WORK REQUEST: In this exercise, set down every entry that follows exactly as it appears.

INFORMATION:
Start of Block
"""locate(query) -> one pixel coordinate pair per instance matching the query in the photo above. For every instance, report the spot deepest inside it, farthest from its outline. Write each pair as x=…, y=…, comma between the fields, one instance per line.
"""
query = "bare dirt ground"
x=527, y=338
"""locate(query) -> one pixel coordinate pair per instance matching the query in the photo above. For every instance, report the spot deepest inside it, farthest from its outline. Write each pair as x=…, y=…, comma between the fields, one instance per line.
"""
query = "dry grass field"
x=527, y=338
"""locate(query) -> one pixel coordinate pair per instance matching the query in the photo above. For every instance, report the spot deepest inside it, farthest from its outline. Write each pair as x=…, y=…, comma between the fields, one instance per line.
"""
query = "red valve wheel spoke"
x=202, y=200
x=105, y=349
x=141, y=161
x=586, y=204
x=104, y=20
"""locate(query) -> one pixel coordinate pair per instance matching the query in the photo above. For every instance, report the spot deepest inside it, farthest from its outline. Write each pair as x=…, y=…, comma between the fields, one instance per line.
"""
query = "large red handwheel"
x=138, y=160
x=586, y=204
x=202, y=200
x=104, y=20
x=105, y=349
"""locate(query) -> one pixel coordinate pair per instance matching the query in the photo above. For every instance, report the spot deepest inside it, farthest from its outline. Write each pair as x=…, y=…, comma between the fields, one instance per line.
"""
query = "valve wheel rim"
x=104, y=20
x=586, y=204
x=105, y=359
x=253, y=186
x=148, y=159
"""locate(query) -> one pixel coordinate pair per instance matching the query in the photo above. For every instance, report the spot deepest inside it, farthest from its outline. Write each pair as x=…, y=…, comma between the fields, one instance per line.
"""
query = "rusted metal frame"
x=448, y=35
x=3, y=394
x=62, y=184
End of Block
EXERCISE RESPONSE:
"""locate(query) -> one pixel coordinate pair per instance matching the query in the photo above. For every instance, report the spot deepest inside it, farthest from its outline. Write each pair as x=…, y=…, comma between the fields, one instance per line.
"""
query = "bare dirt ground"
x=527, y=338
"""locate(query) -> one pixel coordinate pair per instance matching the query in the photo above. For every instance, report the spot deepest inside it, farthest from its outline. Write each pair as x=…, y=…, comma between the fields, one instance per line.
"""
query = "dry grass field"
x=527, y=338
"""locate(query) -> one pixel coordinate pair per instance matching the query in the photo above. For every instance, report the spot deepest inside it, farthest from its outline. Write each pair as x=…, y=…, comma between the fields, one instance per line.
"""
query = "red valve wheel spoke"
x=202, y=200
x=105, y=349
x=141, y=161
x=586, y=204
x=104, y=20
"""locate(query) -> one pixel coordinate pair per instance matching the query in the photo above. For every instance, report the spot deepest inside it, farthest from its outline. Write each pair as x=…, y=…, comma between the fields, one instance per line.
"""
query = "large red handwheel"
x=138, y=160
x=586, y=204
x=202, y=200
x=104, y=20
x=105, y=349
"""locate(query) -> one pixel coordinate pair per instance matching the query in the photo above. For every instance, report the spot deepest inside it, farthest from its outline. Write each pair as x=…, y=…, comma between the fields, one instance per line.
"""
query = "valve wheel rim"
x=104, y=20
x=586, y=204
x=105, y=359
x=253, y=186
x=148, y=159
"""locate(query) -> one pixel coordinate pair per instance matching the query in the photo above. For every instance, report the spot deepest inside it, farthest from its outline. Write each pair as x=…, y=…, comma between the fields, one instance per line.
"""
query = "rusted metal frame"
x=448, y=35
x=3, y=394
x=62, y=184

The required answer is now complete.